*** DATASET RECORDS ***

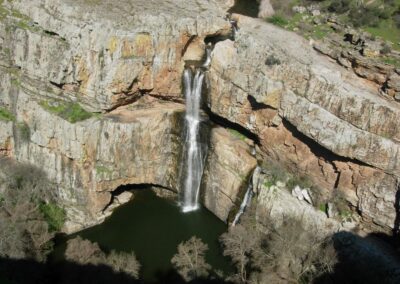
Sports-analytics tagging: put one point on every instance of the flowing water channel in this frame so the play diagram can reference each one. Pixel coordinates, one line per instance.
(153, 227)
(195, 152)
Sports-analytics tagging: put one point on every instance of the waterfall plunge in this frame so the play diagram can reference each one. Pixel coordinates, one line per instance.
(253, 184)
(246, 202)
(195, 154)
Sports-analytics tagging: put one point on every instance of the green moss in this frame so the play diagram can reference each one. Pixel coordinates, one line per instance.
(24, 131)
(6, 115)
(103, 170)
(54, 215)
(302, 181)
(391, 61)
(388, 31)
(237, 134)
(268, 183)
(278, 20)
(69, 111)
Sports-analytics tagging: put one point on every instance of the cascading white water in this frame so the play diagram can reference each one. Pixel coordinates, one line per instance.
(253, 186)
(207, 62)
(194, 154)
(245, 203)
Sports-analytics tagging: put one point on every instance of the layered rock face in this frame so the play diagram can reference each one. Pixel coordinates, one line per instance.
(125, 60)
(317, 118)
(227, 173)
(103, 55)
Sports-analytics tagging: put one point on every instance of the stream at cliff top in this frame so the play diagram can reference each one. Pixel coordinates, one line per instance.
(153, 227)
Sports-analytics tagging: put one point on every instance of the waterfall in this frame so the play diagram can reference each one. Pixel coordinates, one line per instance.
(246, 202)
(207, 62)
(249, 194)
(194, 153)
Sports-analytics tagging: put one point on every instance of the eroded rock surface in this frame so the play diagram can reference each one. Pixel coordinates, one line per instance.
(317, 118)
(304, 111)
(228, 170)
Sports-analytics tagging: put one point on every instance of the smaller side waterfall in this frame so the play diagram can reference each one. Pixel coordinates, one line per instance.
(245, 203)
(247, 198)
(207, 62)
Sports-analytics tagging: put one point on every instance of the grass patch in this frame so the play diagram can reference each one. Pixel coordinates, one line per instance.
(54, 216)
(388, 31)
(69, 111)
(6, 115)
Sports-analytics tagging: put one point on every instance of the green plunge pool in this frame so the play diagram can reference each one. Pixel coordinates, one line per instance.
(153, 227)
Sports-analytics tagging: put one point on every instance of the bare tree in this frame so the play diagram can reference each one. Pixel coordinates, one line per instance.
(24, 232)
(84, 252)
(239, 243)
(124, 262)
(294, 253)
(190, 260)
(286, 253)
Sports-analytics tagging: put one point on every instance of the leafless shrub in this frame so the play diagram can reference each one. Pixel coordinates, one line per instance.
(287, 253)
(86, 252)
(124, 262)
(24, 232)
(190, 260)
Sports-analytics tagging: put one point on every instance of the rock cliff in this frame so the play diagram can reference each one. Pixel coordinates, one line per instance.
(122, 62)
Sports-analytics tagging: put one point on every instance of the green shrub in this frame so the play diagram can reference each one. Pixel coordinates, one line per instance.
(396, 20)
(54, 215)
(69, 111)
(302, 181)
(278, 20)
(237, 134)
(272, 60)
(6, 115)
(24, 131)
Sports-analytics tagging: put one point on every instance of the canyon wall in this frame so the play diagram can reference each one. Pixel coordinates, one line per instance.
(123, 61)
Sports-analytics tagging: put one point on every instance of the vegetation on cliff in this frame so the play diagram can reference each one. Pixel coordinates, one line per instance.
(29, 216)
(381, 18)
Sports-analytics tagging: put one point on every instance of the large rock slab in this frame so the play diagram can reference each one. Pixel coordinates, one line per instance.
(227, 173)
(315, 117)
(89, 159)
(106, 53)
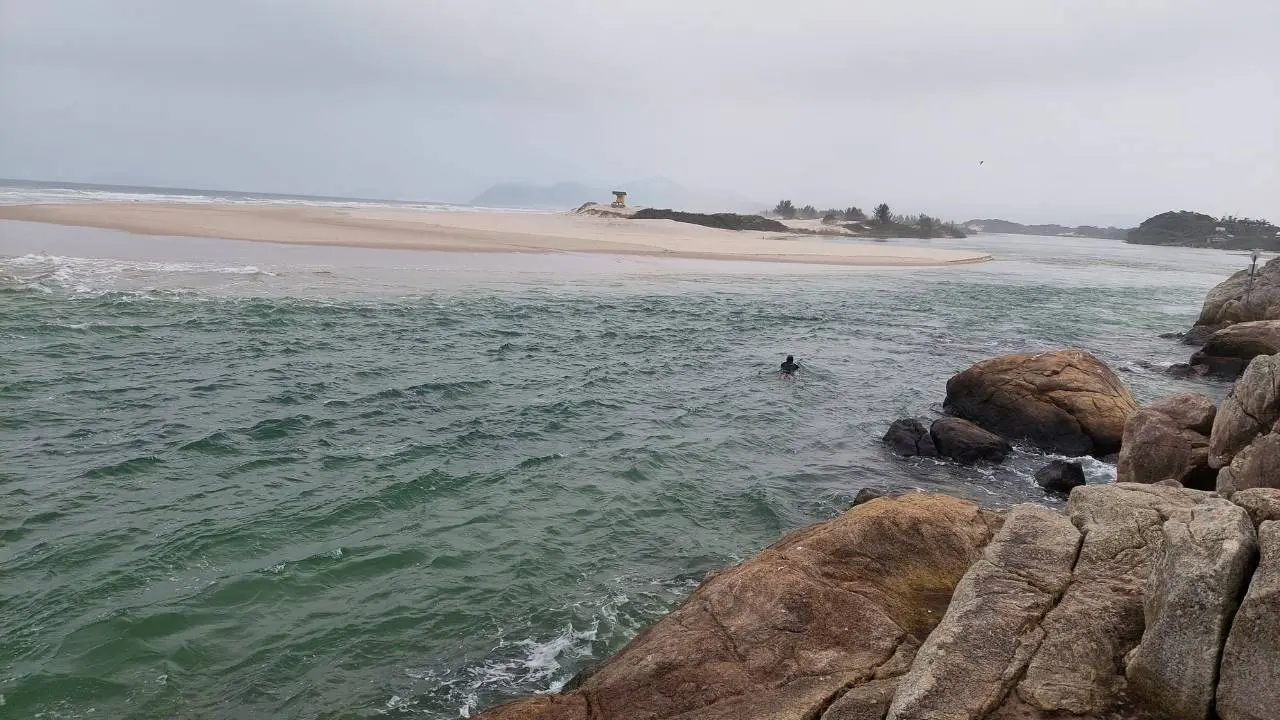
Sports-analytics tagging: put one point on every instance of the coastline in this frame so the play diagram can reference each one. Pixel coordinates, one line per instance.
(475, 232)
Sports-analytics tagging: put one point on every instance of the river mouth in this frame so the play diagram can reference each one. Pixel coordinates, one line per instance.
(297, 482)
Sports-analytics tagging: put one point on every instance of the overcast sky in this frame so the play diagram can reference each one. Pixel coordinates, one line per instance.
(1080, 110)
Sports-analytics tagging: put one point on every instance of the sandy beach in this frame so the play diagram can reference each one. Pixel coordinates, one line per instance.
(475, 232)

*** End of DATASET RECORDS ***

## WORK INSTRUCTION
In your copy, include no pictures, but reproduce all records exactly.

## OUTPUT BELOW
Sports-analytics tagging: put one point on every instance of the flowing water channel in this frame so the play diagram can reference each one. Pixel coordinates, one line per instance.
(153, 227)
(195, 152)
Sports-analytics tagging: put one point on every instance of the waterfall plunge in this frame so the play diagram can reference each one. Pixel coordinates, one line per instance.
(253, 184)
(246, 202)
(195, 154)
Sports-analytics tagging: put one point on every instance of the green moss in this frame so the play diagram can reference each one. Pixel coordinates, one line per instance.
(24, 131)
(6, 115)
(103, 170)
(54, 215)
(302, 181)
(391, 61)
(388, 31)
(237, 134)
(268, 183)
(278, 20)
(69, 111)
Sports-analytics tagging: put one point on every instance of the cascading white water in this frame so the play diagram can reference each one. Pixel coordinates, one line per instance.
(253, 186)
(207, 62)
(194, 154)
(245, 203)
Sports-analytics tagging: put one point on every instance of the layered rock face in this frame so the play diagram can reference each one. Pixel coordinates, one line per instance.
(125, 60)
(317, 118)
(227, 173)
(103, 55)
Sports-analytics tagging: put one point on every instance of the stream at cliff top in this frame so the play diagram can reference each one. Pixel coordinates, one line per instance.
(153, 227)
Sports-analytics tagging: put one point on every instance of the waterfall in this frame so the play diagram can reference each one. Pixel coordinates, one line per instance.
(246, 202)
(207, 62)
(249, 194)
(194, 153)
Sports-analytics tagging: put one point on every instance of the eroded rock surface in this frame so the play diagram can reference each one. Pixel coordinates, one line per instance.
(317, 118)
(304, 111)
(228, 170)
Sports-analytics tagging: put one point on every instance of the smaller side waterfall in this frame so the play diagram can reference each one. Pixel coordinates, one line per instance.
(245, 203)
(247, 198)
(207, 62)
Sports-analytics tagging: put one point on every instance of the grass patch in this frame so the play diagram can reference each one. Pixel coordinates, one line per instance.
(54, 216)
(388, 31)
(69, 111)
(6, 115)
Sports-analytics tagging: put one point on every instance of the green plunge pool in this frame so the play diagram can reference each one. Pixel coordinates, one line per instance.
(153, 227)
Sports-analytics tagging: put one point on every instance of the bare tree in this frame so the play diagram can reference each one. Pixel coordinates, one line per instance.
(24, 232)
(84, 252)
(239, 243)
(124, 262)
(294, 253)
(190, 260)
(286, 253)
Sports-analytics tagging: put one point on every instance of the leafless shrub in this frame so the play diagram can reference each one. Pixel coordinates, one line per instance.
(287, 253)
(86, 252)
(124, 262)
(24, 232)
(190, 260)
Sports-analytics tagging: put one point on every instance of the rock cliff in this frame so the play diagram can reference each one. Pixel coordinates, one line per instance.
(122, 62)
Sports-analytics tagging: put one point on every instance of the green shrub in this frame so the play diagram can reference each one. Pixel coordinates, one line per instance.
(396, 20)
(54, 215)
(69, 111)
(302, 181)
(278, 20)
(237, 134)
(272, 60)
(6, 115)
(24, 131)
Sports-analytics tagging: put one point on every instance of the canyon wall in this frame so the play diagram can reference each one. Pixel coordinates, one line per instance.
(123, 61)
Sports-analytics tagging: put one point on every instance of the vegetation on cliff in this frame so the play diagram can reference each one. Pixel coordinates, one line per instance.
(29, 216)
(381, 18)
Sports-analytics tagging: put one point on every instance of the large rock slab in this frame so the play diagram can reference each one. Pixel coordinates, one line per instance.
(227, 173)
(315, 117)
(89, 159)
(106, 53)
Sports-analytics tagging: put one point on every instance of the coastline in this frame so the play diagram can reference each one. Pixel coordinates, one line per instance.
(475, 232)
Sports-analytics tagging: put one point on every instance of the river mouth in this frame so the play diagram can reference each one. Pixel coordinates, one line per instance.
(297, 482)
Sports-analytics tagging: put one point on every instance of the overcast sky in this frame so the play diagram can reference each one. Pixel coordinates, one line per instance.
(1080, 110)
Sports-analytics tagging: put one point on every instance of the sandy beach in this frame so the play diagram can reference each one. Pixel coordinates, one line per instance.
(475, 232)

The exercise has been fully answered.